» **WHAT TO DO**: Return word for word the lines of the records that follow, beginning at the line that contains "For every instance of the eave" and stopping after the line that contains "x=363 y=190".
### EXTRACTED RECORDS ###
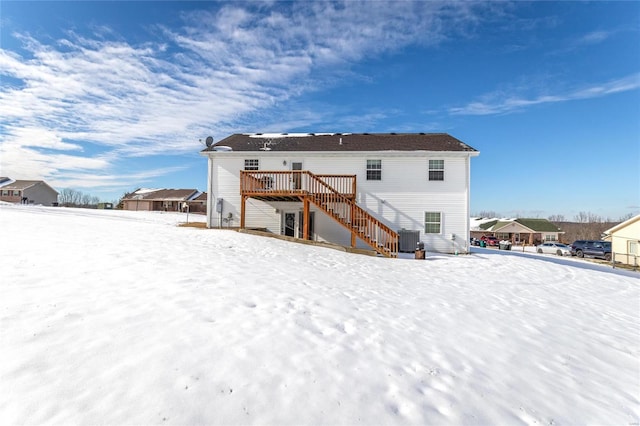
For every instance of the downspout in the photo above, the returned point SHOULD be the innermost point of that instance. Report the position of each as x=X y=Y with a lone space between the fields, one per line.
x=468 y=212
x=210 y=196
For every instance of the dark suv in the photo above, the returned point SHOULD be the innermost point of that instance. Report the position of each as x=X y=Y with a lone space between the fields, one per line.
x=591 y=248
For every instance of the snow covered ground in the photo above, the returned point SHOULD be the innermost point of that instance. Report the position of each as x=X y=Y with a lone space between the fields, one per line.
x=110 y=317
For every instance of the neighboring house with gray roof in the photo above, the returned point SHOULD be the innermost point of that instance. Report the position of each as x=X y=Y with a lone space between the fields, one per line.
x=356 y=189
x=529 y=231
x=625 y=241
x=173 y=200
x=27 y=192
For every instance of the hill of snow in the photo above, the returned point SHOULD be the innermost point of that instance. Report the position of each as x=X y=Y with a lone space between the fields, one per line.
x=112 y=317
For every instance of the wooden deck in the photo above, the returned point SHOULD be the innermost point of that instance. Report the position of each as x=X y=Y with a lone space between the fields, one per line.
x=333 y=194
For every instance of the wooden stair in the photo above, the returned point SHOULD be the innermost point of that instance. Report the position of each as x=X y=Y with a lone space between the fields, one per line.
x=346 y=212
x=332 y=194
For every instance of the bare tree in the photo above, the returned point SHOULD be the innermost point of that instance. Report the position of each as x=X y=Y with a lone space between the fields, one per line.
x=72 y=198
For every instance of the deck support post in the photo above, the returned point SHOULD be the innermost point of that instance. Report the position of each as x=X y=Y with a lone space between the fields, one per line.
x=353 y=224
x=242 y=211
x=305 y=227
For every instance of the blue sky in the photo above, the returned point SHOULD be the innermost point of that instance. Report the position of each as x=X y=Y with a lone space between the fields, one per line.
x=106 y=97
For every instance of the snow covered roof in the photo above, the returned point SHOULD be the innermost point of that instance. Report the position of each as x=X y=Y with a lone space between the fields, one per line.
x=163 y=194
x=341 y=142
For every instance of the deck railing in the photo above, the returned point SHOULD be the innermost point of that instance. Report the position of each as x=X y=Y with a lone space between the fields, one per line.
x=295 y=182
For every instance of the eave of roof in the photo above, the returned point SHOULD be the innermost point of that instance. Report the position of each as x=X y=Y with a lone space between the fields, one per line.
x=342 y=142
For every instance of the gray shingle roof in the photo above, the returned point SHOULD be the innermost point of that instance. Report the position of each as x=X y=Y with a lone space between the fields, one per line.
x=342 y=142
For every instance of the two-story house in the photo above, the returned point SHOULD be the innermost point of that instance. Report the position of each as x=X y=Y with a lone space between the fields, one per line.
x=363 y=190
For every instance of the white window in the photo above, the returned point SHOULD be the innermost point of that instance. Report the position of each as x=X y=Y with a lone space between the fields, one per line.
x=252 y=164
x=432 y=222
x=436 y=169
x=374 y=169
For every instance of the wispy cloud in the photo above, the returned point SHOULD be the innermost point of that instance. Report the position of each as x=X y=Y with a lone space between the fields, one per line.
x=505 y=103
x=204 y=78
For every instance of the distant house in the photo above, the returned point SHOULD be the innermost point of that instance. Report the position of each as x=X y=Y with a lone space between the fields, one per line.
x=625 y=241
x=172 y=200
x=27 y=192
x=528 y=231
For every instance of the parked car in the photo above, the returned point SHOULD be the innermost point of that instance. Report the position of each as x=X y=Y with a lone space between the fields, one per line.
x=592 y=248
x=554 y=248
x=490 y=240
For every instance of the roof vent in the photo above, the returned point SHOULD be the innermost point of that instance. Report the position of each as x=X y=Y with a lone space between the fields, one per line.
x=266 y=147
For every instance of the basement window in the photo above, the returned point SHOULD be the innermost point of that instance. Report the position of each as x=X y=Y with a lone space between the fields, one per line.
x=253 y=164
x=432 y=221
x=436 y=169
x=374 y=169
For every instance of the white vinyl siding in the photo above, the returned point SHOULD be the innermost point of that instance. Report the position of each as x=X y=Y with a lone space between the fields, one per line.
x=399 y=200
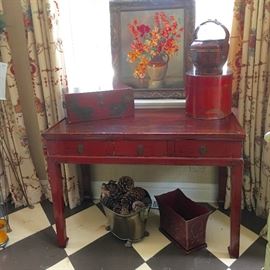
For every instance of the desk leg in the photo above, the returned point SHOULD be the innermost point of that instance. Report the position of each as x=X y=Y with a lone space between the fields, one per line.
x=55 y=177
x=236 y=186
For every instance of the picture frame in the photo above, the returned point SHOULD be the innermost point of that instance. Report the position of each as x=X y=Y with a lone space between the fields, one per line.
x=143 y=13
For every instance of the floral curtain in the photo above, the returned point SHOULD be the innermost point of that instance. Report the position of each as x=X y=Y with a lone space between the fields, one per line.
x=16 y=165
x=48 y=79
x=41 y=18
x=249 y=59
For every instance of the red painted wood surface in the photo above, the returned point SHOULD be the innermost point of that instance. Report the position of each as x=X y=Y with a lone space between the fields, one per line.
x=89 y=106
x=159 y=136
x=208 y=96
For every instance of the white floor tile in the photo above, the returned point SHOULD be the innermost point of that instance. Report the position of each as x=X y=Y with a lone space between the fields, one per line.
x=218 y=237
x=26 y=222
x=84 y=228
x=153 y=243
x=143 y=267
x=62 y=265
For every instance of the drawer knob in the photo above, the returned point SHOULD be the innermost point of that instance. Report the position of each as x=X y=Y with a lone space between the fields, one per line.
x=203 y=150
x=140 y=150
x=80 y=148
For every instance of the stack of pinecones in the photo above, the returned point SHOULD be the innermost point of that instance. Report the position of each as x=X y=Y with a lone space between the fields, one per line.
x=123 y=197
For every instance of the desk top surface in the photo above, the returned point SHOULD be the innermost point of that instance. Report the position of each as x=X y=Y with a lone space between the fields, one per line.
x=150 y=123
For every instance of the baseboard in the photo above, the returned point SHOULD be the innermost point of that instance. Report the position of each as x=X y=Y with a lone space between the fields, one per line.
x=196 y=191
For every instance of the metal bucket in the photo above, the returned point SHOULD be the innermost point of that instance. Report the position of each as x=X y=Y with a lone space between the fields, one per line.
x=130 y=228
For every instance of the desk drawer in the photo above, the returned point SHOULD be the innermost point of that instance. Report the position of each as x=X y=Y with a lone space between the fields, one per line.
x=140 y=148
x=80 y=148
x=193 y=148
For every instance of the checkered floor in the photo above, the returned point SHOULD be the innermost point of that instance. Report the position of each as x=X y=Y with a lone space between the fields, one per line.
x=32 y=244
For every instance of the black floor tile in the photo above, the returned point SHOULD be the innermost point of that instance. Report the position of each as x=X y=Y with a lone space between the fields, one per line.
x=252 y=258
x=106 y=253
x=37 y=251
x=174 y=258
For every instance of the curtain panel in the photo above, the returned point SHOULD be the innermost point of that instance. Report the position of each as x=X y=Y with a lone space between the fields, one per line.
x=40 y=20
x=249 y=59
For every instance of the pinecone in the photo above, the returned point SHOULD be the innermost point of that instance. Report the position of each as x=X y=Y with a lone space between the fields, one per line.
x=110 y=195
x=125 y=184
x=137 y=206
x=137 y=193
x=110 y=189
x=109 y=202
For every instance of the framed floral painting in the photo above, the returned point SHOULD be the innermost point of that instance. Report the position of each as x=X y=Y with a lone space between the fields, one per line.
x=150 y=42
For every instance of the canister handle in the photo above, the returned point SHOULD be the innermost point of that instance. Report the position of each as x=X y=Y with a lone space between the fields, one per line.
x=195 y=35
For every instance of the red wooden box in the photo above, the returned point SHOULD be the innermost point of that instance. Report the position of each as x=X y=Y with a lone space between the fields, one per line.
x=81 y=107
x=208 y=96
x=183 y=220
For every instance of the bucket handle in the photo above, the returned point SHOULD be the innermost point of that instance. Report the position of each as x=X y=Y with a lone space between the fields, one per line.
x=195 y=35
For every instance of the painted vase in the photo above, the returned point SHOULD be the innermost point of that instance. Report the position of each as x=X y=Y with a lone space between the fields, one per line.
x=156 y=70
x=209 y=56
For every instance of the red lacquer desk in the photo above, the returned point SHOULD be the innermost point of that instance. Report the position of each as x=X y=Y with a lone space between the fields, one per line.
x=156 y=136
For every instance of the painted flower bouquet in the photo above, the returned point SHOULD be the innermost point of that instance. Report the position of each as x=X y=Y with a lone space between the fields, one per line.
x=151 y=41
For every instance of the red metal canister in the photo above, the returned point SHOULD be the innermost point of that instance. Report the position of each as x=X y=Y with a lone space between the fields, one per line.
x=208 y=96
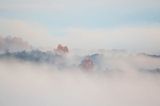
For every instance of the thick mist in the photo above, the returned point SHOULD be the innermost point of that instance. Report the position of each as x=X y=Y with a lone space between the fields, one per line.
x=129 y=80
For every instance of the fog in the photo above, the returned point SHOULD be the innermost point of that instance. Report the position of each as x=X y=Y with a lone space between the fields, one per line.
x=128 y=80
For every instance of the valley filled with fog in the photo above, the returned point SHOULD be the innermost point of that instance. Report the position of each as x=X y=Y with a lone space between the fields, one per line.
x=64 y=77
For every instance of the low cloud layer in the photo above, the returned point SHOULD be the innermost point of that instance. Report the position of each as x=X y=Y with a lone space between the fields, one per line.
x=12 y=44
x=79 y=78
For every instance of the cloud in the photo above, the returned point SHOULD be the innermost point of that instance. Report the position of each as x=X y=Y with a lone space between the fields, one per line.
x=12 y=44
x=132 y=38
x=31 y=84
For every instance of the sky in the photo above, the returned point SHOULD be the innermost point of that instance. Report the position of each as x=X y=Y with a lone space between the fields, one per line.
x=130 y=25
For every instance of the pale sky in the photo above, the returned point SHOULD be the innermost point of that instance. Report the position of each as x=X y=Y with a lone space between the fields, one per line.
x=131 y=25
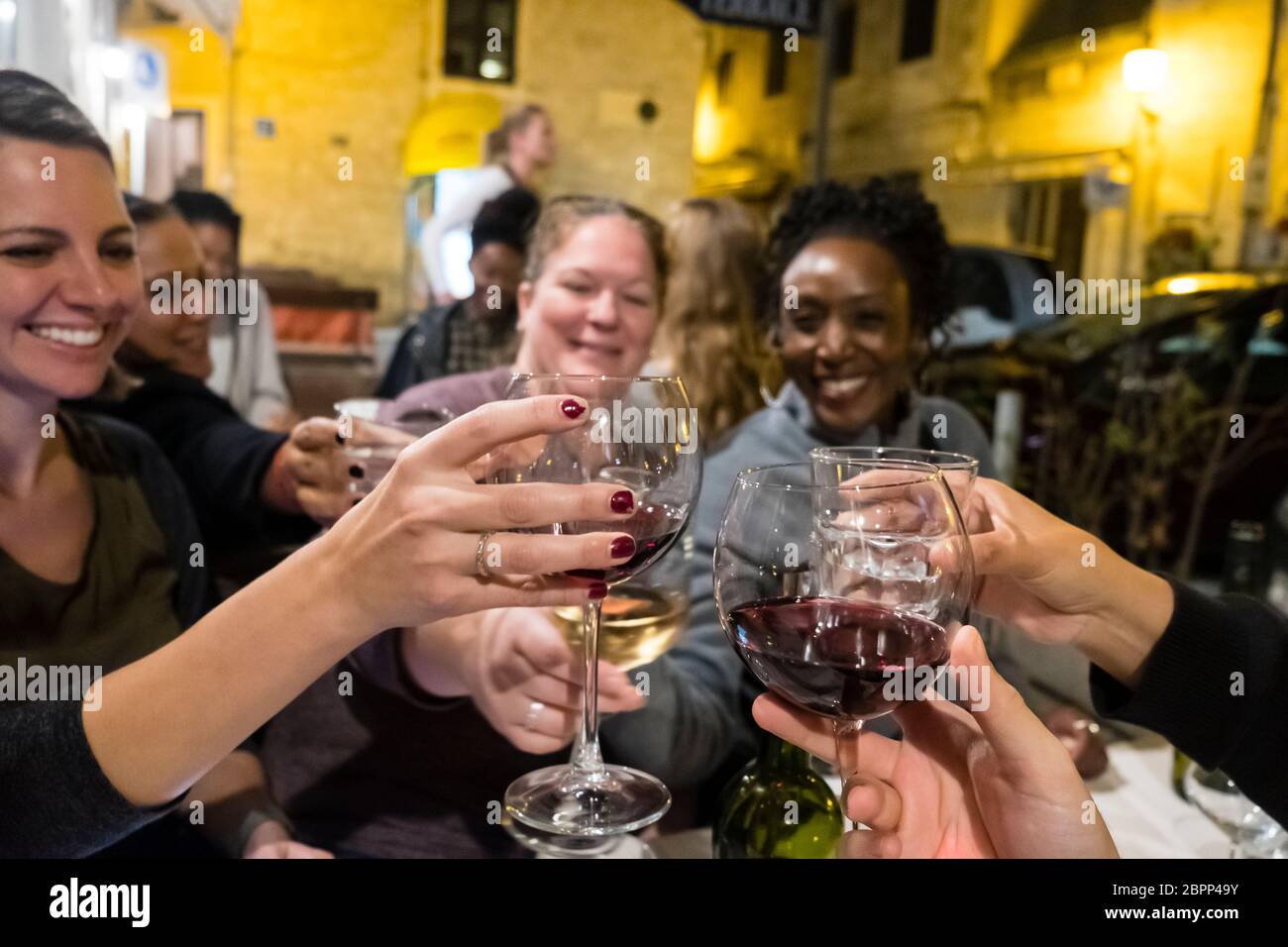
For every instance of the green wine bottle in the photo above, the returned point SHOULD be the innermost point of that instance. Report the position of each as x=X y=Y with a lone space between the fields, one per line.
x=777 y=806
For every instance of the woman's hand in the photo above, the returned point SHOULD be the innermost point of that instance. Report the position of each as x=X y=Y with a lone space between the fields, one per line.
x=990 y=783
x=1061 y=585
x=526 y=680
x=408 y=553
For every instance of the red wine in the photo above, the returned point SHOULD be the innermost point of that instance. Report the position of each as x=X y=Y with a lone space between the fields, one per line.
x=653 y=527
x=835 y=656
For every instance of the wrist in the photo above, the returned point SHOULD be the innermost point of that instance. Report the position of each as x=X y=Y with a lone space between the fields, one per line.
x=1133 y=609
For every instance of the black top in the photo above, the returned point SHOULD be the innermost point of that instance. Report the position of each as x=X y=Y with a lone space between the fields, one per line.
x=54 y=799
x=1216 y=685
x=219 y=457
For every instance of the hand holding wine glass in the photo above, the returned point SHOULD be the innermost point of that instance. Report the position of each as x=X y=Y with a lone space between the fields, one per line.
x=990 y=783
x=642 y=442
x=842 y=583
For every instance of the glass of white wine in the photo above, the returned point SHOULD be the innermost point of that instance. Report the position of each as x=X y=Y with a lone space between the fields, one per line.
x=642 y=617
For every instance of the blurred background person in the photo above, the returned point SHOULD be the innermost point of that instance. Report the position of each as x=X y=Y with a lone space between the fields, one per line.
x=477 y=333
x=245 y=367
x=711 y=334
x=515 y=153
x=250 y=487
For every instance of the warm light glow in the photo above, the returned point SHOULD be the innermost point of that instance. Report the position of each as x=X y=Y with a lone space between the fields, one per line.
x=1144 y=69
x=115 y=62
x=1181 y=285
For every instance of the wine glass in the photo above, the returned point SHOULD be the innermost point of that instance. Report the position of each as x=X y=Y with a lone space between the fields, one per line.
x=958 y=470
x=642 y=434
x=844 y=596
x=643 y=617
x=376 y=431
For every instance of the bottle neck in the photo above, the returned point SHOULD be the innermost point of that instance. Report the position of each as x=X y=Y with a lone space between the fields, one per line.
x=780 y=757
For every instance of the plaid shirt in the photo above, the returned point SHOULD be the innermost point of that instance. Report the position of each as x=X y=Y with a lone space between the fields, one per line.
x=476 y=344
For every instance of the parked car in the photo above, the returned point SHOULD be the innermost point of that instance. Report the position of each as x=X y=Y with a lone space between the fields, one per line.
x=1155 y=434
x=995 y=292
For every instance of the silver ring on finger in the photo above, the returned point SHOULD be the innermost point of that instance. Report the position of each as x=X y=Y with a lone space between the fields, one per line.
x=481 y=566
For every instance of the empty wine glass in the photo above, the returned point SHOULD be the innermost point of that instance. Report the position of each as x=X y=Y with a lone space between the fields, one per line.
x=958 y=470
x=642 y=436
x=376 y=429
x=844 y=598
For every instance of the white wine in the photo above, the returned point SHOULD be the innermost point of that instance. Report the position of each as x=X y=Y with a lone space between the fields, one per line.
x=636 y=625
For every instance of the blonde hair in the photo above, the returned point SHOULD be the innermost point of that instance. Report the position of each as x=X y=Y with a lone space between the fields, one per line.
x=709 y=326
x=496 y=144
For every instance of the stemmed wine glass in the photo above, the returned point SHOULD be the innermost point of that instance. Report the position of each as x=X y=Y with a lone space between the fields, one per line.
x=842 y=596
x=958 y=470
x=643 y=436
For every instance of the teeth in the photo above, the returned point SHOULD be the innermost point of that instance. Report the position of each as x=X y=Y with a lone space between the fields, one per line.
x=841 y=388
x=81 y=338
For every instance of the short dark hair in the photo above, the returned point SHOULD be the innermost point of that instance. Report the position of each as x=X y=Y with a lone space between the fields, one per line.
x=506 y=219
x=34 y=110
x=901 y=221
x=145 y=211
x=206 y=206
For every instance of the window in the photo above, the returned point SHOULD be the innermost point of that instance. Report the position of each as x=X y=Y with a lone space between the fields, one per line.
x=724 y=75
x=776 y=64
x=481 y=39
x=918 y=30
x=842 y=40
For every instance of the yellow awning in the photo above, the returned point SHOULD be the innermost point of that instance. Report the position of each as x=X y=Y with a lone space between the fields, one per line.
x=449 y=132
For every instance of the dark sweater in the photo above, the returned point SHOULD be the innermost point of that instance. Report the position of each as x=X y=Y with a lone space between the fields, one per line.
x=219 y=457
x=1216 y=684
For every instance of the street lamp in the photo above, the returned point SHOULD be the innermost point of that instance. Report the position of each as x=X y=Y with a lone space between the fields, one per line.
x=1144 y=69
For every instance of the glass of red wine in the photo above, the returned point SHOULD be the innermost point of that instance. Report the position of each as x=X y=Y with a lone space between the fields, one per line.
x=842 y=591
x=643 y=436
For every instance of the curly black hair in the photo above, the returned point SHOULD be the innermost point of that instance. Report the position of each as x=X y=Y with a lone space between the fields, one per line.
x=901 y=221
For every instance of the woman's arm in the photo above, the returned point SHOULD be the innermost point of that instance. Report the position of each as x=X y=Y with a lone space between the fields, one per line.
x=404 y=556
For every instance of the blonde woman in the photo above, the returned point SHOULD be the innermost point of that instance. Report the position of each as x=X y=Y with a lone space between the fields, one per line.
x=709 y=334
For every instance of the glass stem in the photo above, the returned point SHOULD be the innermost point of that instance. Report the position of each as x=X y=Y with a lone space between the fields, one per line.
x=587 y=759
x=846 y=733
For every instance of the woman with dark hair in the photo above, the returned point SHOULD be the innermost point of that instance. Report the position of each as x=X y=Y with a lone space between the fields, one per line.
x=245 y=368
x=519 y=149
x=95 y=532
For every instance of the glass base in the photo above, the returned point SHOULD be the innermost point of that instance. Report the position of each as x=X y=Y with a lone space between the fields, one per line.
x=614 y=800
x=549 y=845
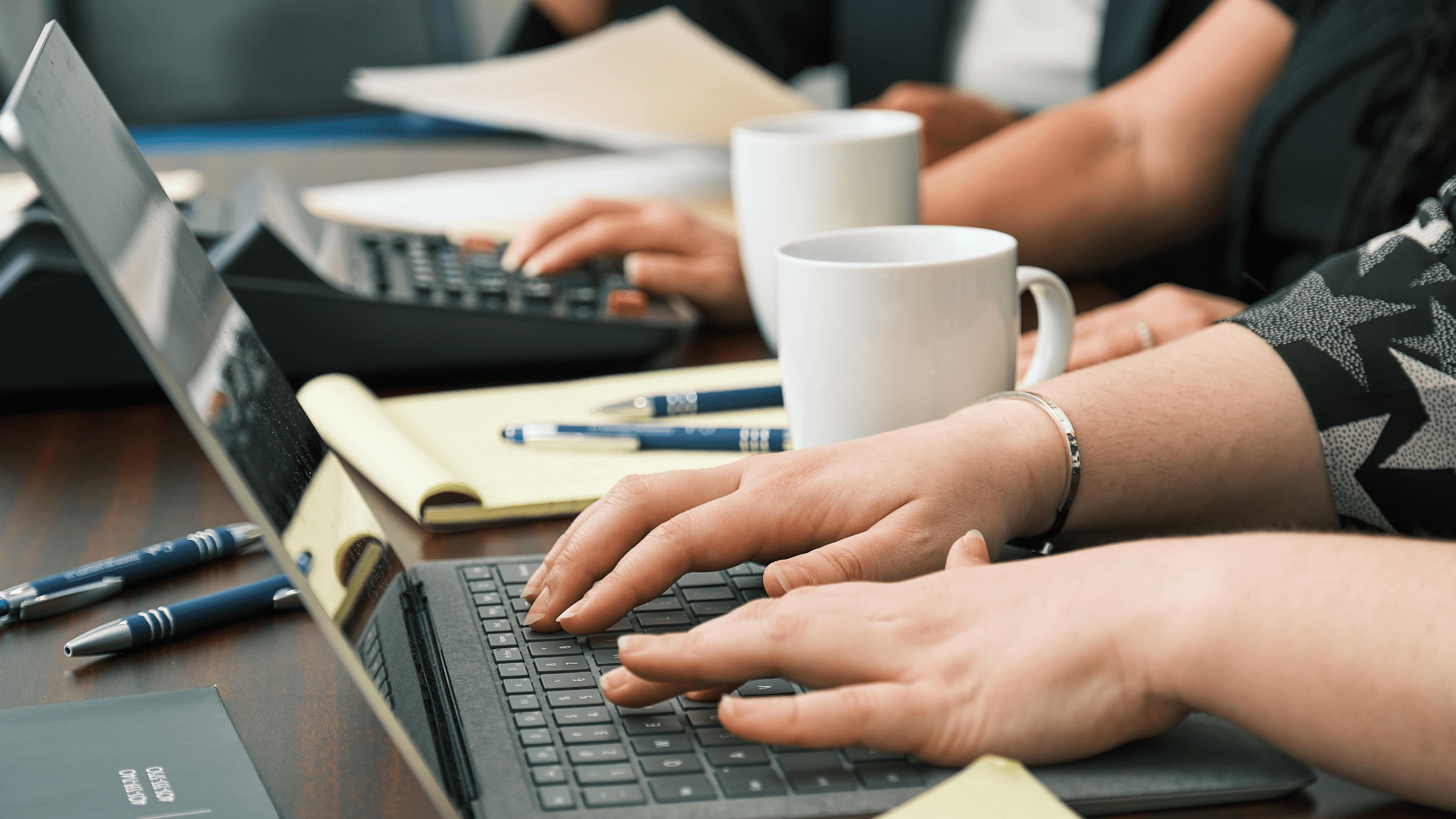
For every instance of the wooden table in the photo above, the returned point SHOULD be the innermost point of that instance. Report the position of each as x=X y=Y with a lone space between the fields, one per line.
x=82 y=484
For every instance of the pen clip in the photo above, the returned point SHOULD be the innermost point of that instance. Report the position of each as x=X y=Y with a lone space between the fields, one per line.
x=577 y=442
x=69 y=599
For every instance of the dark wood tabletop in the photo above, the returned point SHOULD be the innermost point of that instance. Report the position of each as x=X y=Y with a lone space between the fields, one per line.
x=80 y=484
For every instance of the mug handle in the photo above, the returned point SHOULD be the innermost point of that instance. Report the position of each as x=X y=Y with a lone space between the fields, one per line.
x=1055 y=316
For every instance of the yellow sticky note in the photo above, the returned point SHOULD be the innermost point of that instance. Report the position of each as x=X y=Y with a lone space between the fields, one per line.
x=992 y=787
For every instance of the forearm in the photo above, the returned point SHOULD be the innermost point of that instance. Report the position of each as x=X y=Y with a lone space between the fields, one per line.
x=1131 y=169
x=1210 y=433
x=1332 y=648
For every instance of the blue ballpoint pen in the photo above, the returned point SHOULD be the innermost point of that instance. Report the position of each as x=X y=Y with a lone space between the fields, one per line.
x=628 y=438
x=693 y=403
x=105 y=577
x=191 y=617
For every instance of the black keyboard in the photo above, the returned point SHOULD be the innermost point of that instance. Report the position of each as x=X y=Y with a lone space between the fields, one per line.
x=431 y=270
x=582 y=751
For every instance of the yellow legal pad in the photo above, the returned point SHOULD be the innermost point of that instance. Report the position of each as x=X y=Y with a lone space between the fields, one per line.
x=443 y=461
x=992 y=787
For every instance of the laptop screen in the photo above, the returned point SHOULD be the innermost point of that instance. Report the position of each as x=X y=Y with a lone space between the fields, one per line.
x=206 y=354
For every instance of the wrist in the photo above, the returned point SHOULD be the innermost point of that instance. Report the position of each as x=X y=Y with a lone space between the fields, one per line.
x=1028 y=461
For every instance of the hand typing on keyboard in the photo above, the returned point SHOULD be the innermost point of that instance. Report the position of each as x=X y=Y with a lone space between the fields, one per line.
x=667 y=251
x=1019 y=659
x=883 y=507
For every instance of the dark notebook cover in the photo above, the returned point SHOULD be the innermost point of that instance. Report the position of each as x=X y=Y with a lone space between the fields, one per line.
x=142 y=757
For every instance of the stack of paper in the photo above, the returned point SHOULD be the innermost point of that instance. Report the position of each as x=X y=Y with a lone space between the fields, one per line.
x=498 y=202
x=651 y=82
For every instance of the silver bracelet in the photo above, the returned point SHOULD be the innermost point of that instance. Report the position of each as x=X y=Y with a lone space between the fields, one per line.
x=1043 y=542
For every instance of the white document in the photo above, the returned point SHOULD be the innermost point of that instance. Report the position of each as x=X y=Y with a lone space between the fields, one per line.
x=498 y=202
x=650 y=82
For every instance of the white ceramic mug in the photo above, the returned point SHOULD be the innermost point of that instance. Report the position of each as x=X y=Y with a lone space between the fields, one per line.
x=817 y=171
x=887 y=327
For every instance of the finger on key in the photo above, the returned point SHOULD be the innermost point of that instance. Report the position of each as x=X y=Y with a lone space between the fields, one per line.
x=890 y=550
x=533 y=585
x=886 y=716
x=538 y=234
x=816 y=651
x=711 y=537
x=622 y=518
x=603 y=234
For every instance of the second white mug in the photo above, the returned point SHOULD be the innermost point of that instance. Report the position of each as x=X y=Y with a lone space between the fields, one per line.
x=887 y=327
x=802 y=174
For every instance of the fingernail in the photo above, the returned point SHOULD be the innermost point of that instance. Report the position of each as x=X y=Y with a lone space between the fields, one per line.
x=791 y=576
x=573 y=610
###
» **THE REPLY**:
For every instance of the eave of roof in the photo above, the returned point SHOULD be the innermost point of that instance. Report the position of each as x=X y=Y with a lone space between the fields, one per line.
x=342 y=142
For every instance of the gray shingle roof in the photo above, the returned point SHOULD be the innermost point of that instance. Report the position of each as x=X y=Y with a lone space between the fields, one per line.
x=342 y=142
For every instance of the two-story house in the photo above, the returned point SHOULD be the innermost point of that instance. Report the position of each as x=X y=Y with a lone space between the fields, one per line.
x=363 y=190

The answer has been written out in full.